Start of RECORD EXCERPTS

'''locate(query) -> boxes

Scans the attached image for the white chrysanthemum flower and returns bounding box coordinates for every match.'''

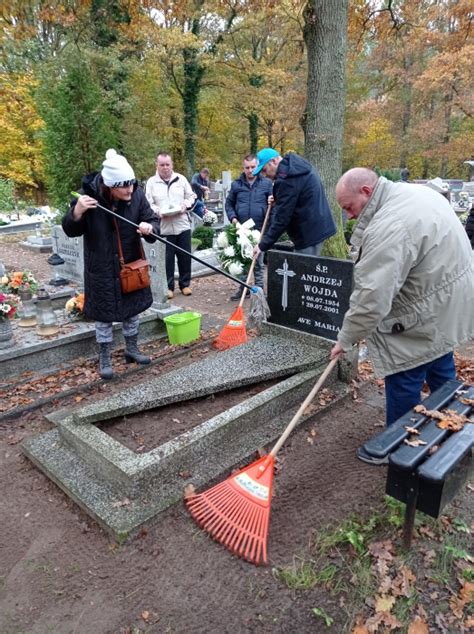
[216,232,229,248]
[1,303,11,314]
[241,243,254,259]
[251,230,261,242]
[223,245,235,257]
[229,262,244,276]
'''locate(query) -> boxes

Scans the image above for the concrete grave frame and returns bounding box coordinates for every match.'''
[23,323,357,541]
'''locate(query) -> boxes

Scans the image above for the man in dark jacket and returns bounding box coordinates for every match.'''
[225,154,273,298]
[252,148,336,258]
[63,149,160,380]
[466,205,474,248]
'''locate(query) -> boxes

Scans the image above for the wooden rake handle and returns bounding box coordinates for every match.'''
[268,357,339,459]
[238,200,273,308]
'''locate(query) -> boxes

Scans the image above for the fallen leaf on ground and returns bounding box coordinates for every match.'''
[419,525,437,539]
[392,566,416,597]
[351,615,369,634]
[375,595,396,613]
[404,426,419,434]
[459,581,474,605]
[364,611,402,631]
[183,483,196,498]
[407,615,429,634]
[112,498,131,508]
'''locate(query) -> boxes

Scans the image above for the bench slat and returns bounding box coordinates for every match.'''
[417,424,474,483]
[363,380,463,458]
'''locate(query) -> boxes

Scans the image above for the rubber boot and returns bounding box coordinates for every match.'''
[98,342,114,380]
[124,334,151,365]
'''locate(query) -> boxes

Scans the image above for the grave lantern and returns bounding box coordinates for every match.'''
[35,287,59,336]
[47,252,69,286]
[18,288,37,327]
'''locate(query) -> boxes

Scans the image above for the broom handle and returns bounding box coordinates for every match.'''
[71,192,255,291]
[238,200,273,308]
[261,357,339,469]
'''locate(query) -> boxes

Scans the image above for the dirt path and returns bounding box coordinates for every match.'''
[1,242,472,633]
[1,379,389,634]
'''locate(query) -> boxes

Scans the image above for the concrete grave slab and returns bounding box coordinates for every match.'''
[22,323,352,540]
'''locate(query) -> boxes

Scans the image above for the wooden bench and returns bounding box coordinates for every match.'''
[362,379,473,548]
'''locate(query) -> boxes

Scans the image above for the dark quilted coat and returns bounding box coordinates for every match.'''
[225,173,273,230]
[259,153,336,251]
[62,172,160,323]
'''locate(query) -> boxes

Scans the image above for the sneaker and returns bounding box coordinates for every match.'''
[230,290,243,301]
[356,446,389,465]
[181,287,192,296]
[167,290,174,300]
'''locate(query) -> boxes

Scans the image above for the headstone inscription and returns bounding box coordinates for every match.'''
[142,240,168,308]
[50,225,84,284]
[267,251,354,341]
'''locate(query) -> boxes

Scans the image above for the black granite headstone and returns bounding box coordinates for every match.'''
[267,251,354,341]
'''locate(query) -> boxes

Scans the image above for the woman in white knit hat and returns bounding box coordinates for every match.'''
[62,149,161,380]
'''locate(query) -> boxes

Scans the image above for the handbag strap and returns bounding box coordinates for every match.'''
[112,217,145,266]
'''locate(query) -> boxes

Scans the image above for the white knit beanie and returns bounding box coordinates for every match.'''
[101,149,135,187]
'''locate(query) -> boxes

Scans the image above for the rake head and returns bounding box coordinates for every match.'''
[186,455,275,566]
[213,306,247,351]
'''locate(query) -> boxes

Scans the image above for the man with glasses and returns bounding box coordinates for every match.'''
[252,148,336,260]
[225,154,273,299]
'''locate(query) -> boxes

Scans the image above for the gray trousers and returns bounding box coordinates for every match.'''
[294,242,323,256]
[239,252,265,290]
[95,314,139,343]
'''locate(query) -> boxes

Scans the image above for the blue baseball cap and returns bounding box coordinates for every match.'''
[252,148,280,176]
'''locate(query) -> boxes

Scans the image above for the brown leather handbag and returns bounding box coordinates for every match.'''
[113,218,150,294]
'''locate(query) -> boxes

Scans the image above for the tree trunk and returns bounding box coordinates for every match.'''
[247,113,259,154]
[182,9,204,179]
[303,0,348,258]
[440,89,453,178]
[183,41,203,178]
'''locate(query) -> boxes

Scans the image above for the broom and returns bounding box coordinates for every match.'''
[186,356,338,565]
[71,192,270,328]
[213,202,272,350]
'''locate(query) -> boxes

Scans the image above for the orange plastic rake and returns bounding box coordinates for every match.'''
[186,357,338,565]
[213,202,273,351]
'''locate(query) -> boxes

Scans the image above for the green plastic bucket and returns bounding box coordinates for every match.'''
[163,311,202,345]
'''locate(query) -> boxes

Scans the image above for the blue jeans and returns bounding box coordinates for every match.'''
[384,352,456,426]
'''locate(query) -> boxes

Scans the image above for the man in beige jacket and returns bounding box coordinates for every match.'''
[331,168,473,463]
[145,153,196,299]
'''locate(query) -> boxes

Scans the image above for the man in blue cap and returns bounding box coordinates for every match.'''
[252,148,336,258]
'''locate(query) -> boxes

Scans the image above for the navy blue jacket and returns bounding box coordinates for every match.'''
[62,172,160,323]
[466,207,474,248]
[225,174,273,230]
[259,153,336,251]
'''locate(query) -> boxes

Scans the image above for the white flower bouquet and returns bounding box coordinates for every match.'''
[215,220,260,277]
[202,209,218,226]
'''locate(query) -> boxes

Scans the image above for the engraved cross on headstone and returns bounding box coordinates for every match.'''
[51,231,59,254]
[276,259,296,311]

End of RECORD EXCERPTS

WORK ORDER:
An exact copy of every record above is needed, with all pictures left out.

RESPONSE:
'''locate(query) -> boxes

Scans the attached image for the white chrysanthemum flower and returns bounding box coordinates for every match.'''

[216,232,229,248]
[1,303,11,314]
[241,243,254,259]
[251,230,261,242]
[223,245,235,257]
[229,262,244,276]
'''locate(query) -> boxes

Scans the image above for the concrete grave frame and returns bounding box coordinates for every match.'''
[23,323,357,541]
'''locate(query) -> boxes

Scans the image above for the man in dark jacket and returns bounding box coordinates for every match.'''
[225,154,273,298]
[252,148,336,258]
[63,149,160,380]
[466,205,474,248]
'''locate(query) -> boxes

Scans the image above for the wooden rake handle and returns bounding box coordinates for every match.'''
[268,357,339,459]
[238,200,273,308]
'''locate(query) -> boxes

Scans the image above for the fallen leaf on ground and returns bounding box coordinates for every match.'''
[419,525,437,539]
[392,566,416,597]
[351,615,369,634]
[375,595,396,613]
[404,426,419,434]
[459,581,474,605]
[364,611,402,631]
[183,483,196,498]
[407,615,429,634]
[112,498,131,508]
'''locate(query) -> boxes

Scans the image above for the bench slat and returns bounding box coordinates for every match.'''
[417,424,474,483]
[363,380,463,458]
'''locate(query) -> boxes

Scans the image above for the rubber boot and returns bounding box coordinates for every match.'''
[98,342,114,380]
[124,334,151,365]
'''locate(query) -> boxes

Scans the image above for the grave lantern and returns bounding box coordinates for every match.'''
[35,287,59,336]
[47,252,69,286]
[18,288,37,327]
'''locate(query) -> boxes

Scans the image above for the broom handle and returns bounding box coordinates for every match.'''
[71,192,255,291]
[238,200,273,308]
[261,357,339,469]
'''locate(query) -> boxes

Scans the image above for the dirt path and returns bounding box coordinates for every match.'''
[1,242,472,633]
[1,379,389,634]
'''locate(query) -> boxes

Scans the image above for the concrete grave slab and returns bounding box coordinates for every match.'''
[22,323,352,540]
'''locate(query) -> boxes

Scans the image above for the wooden bench and returns bounding box coordinates for every match.'''
[362,379,473,548]
'''locate(query) -> boxes

Scans the image above for the dark quilted coat and returns bounding box coordinates for every match.'''
[225,173,273,230]
[259,153,336,251]
[62,172,160,323]
'''locate(query) -> boxes

Scans the image above for the sneaker and returns bounding box coordinates for every match.'''
[230,290,243,301]
[356,446,389,465]
[181,287,192,296]
[167,290,174,300]
'''locate(query) -> boxes

Scans the image above for the headstone inscription and returns bounding box coordinates for every match.'''
[142,240,168,308]
[50,225,84,284]
[267,251,354,341]
'''locate(query) -> boxes

Scans the image above for the black granite headstone and returns bounding box coordinates for every match.'''
[267,251,354,341]
'''locate(query) -> boxes

Scans the image above for the woman in white knit hat and returns bounding box coordinates for every match.'''
[62,149,161,380]
'''locate(query) -> boxes

Scans the image above for the handbag strap and returns bounding box coordinates for every match.'''
[112,217,145,266]
'''locate(query) -> boxes

Scans the image above for the white knit beanie and returns bounding box coordinates for every match.'''
[101,149,135,187]
'''locate(query) -> boxes

Scans the image above for the rake head and returns bounding box coordinates for every match.'''
[186,455,275,566]
[213,306,247,351]
'''locate(query) -> boxes

Scans the image above for the man with glasses and returns bounding box coordinates for every match.'''
[252,148,336,260]
[225,154,273,299]
'''locate(query) -> boxes

Scans the image above for the gray trousers and returns bounding box coordinates for every match.'''
[294,242,323,256]
[239,252,265,290]
[95,314,139,343]
'''locate(query) -> boxes

Scans the image above for the blue baseball cap and returns bounding box coordinates for every match.'''
[252,148,280,176]
'''locate(query) -> boxes

Scans the image above for the brown leather handbag and returns bounding box coordinates for every match.'''
[113,218,150,294]
'''locate(query) -> boxes

Scans the image above for the tree trunk and returns bounding box coordinates for every match.'''
[247,113,259,154]
[182,9,204,179]
[303,0,348,258]
[440,89,453,178]
[183,41,203,178]
'''locate(query) -> boxes

Scans the image above for the broom and returns bounding box coordinates for every match.'''
[186,356,338,565]
[71,192,270,328]
[213,202,272,350]
'''locate(query) -> boxes

Scans the image above for the orange plastic rake and returns bounding box coordinates for every match.'''
[186,357,338,565]
[213,202,273,351]
'''locate(query) -> boxes

Scans the image above for the green plastic bucket and returns bounding box coordinates for every match.'''
[163,311,202,345]
'''locate(query) -> boxes

Scans the image above for the blue jeans and returns bounding box coordinates for every match.'''
[384,352,456,426]
'''locate(query) -> boxes

Scans the image above for the man in beige jacket and returns bounding box coordinates for every match.'''
[331,168,473,463]
[145,153,196,299]
'''locate(query) -> boxes

Scans the image above for the man in blue cap and returns bounding box coordinates for every match.'''
[252,148,336,258]
'''locate(query) -> boxes

Scans the image above for the navy blue jacket and returns bounding box coordinates for every match.'''
[62,172,160,323]
[466,207,474,248]
[225,174,273,230]
[259,153,336,251]
'''locate(query) -> boxes

Scans the image above for the white flower bouquet and returns bounding box coordinates for every match.'''
[215,220,260,277]
[202,209,218,226]
'''locate(query) -> boxes

Scans the image above for the engraved cross on headstone and returns bounding box coordinates for every match.'''
[51,231,59,254]
[276,259,296,311]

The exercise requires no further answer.